**WHAT YOU HAVE TO DO:** Your reply should be the records below, duplicated exactly, with any picture removed.

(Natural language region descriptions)
■ ■ ■

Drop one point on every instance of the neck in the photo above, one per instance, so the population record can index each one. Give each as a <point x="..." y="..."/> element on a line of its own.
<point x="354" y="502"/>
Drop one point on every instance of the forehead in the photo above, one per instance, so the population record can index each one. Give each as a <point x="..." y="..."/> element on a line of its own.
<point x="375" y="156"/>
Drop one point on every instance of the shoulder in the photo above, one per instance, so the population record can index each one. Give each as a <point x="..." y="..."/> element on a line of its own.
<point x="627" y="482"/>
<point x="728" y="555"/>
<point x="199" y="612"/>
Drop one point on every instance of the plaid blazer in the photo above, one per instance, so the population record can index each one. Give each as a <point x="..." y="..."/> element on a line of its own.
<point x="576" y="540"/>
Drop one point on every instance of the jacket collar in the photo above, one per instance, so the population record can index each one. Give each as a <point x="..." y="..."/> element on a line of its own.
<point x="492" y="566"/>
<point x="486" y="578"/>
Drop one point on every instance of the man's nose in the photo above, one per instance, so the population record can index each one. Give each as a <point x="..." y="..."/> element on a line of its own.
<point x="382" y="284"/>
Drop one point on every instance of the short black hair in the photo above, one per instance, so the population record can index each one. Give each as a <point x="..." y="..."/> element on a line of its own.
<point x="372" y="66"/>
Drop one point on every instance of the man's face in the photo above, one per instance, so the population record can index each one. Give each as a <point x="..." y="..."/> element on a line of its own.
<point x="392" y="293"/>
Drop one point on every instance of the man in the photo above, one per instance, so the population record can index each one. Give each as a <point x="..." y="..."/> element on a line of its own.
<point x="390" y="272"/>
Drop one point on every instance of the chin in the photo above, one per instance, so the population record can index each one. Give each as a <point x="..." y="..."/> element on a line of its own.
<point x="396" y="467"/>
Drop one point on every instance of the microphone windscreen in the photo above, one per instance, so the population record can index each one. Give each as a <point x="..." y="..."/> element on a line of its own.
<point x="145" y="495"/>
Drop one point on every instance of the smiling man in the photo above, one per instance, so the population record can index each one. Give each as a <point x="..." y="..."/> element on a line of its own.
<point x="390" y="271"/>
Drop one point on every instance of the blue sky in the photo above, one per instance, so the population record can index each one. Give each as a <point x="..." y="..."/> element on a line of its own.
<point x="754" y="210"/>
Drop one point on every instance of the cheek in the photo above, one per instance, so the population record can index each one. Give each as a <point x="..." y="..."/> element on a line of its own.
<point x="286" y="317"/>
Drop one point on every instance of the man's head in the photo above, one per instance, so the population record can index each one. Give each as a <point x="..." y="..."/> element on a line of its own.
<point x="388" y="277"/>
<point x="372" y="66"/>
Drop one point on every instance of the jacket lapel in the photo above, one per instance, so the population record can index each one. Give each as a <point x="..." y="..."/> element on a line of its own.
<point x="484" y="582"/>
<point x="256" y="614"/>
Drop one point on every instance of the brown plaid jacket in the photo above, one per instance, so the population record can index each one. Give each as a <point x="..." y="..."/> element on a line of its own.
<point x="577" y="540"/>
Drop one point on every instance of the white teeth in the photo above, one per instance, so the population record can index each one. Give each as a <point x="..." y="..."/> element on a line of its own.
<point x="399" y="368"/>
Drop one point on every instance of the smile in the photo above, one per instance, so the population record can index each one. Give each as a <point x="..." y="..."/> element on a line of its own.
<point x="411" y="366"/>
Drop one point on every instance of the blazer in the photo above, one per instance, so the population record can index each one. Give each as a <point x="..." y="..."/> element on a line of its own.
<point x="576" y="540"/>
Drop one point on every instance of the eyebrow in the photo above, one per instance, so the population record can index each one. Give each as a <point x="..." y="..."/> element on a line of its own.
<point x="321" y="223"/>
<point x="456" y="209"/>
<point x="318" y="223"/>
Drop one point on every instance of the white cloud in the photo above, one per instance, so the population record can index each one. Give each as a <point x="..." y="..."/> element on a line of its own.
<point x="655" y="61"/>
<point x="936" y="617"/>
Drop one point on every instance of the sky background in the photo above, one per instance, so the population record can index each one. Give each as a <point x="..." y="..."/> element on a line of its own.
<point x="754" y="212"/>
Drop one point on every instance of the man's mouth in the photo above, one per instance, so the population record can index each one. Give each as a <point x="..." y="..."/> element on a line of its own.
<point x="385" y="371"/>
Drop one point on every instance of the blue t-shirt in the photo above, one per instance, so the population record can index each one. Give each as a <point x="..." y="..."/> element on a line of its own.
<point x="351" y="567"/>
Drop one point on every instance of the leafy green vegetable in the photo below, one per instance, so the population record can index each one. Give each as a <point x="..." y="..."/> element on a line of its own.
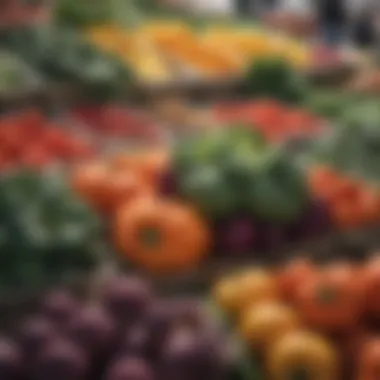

■ ■ ■

**THE COMPLETED TASK:**
Drop one point on every instance of the neck in the photo above, one per instance, so the population record can index each one. Give each as a <point x="..." y="..."/> element on a line of its own.
<point x="354" y="502"/>
Drop one point on every instance of the forehead in the photo above, one per instance, so the population record can index each one. Give each as a <point x="..." y="..."/> element on a line of its own.
<point x="375" y="156"/>
Drop one point on every instance of the shoulder in the photo above, one per instance, so the population record can index each one. Give each as a <point x="..." y="..."/> element on a line of its own.
<point x="627" y="482"/>
<point x="728" y="555"/>
<point x="199" y="612"/>
Drop one point on every instance of the plaid blazer in the photo above, one per instance, so the population record can index each one. Give each as a <point x="..." y="..."/> element on a line of its own.
<point x="576" y="540"/>
Drop one point on every instance of the jacket collar in the photo above, one per instance, so the population record can index each one. Give each as a <point x="..." y="..."/> element on a line of its own.
<point x="492" y="566"/>
<point x="486" y="578"/>
Drop one point on every instance of the man's nose in the photo above, one per instance, so the population record can index each one. Give each as a <point x="..." y="..."/> element on a line of its own.
<point x="382" y="284"/>
Drop one point on every instance of the short black hair in the photo above, one per instance, so the population record can index each one. Give each as a <point x="..." y="..."/> element on a line of its own.
<point x="372" y="66"/>
Drop one point on every instance of the man's face in the photo above, one per instance, so the population record can index each one. Give each as a <point x="..." y="..."/> element on a line of its own.
<point x="392" y="293"/>
Drop one point on every instance of the man in the photo above, one per instance, so the population record can index each one. Give each as a <point x="..." y="..."/> element on a line of its own.
<point x="390" y="272"/>
Drop one point on every instance of the chin in the photo above, one per instance, so the population record can index each one. Give each as a <point x="..." y="..."/> element on a line of its own.
<point x="396" y="467"/>
Drop one point on every instance of the microphone windscreen in the photo above, one per instance, so the population record can index each one. Give each as a <point x="..." y="..."/> element on a line of its own.
<point x="145" y="495"/>
Drop one point on every instance of the smiling man in the photo above, one per instance, so the population record can index each one. Give each as a <point x="..." y="..."/> element on a line of its own.
<point x="390" y="271"/>
Drop one point on every instance of the blue sky in the photo above, one per instance, so the population record can index each one. Give each as a <point x="..." y="..."/> element on a line of its own.
<point x="754" y="210"/>
Drop one point on every instance of the cheek in the photo above, one per instance, so the population record can index each one. Give each as a <point x="..." y="..."/> element on a line of its own.
<point x="286" y="317"/>
Drop one point on every instance of the man's head in the photo above, one per instance, so the population record can index each one. Give each as a <point x="..." y="..."/> element on a line of its own.
<point x="388" y="277"/>
<point x="372" y="66"/>
Drop one point on every instance of the jacket lapel in the photo above, one per instance, so the population record can index each one. Give each as a <point x="..." y="..."/> element on a line of its own.
<point x="484" y="582"/>
<point x="256" y="614"/>
Drop one point on every instance of the brown plaid jacket in the photo above, one per instance, so the population record can index each one. Give each as a <point x="..." y="..."/> element on a line of its own.
<point x="577" y="540"/>
Drop one point on every instance of the white teeth in the photo above, one per instance, so the population record can index each one. Give each as a <point x="..." y="..."/> element on a line of its own.
<point x="399" y="368"/>
Drop one point on every instance of the smile in the photo above, one per instance, so the population record can index each one. Give each as a <point x="..." y="..."/> element on a line of its own.
<point x="411" y="366"/>
Drop one point on every instance of the blazer in the photo above, one per instance, so the population record can index each one. Give each as a <point x="..." y="..."/> element on a line of its own.
<point x="576" y="540"/>
Drop one point on every instance of the eyebrow in the photo above, one per instance, so the population record can index each one. Give each as a <point x="..." y="..."/> element on a line of its own.
<point x="321" y="223"/>
<point x="456" y="209"/>
<point x="318" y="223"/>
Drop one point on every instance of the white cloud in the photo above, one per instance, so the population record can index each one. Give each as a <point x="..." y="..."/> element on a line of its own.
<point x="655" y="61"/>
<point x="936" y="617"/>
Drop one point on every instance of the sky background in the photo above, one per instance, so the population record can index each one. Give each as a <point x="..." y="..."/> element on a line of its own.
<point x="754" y="212"/>
Drop one point on every instance of the man's mouth in the photo above, one per instance, so the population record can index each one. Give each as a <point x="..." y="..."/> element on a line of its own.
<point x="385" y="371"/>
Drop one point on every instance of the blue t-shirt in the photo above, one per instance, so the population record can index each one. Give each as a <point x="..." y="..."/> element on a line of its own.
<point x="351" y="567"/>
Drop one point on every instance of the leafy green vegetable in the photo below, one per instance, so the population record can index each one. Give each as a <point x="..." y="..."/> element on a line of its own.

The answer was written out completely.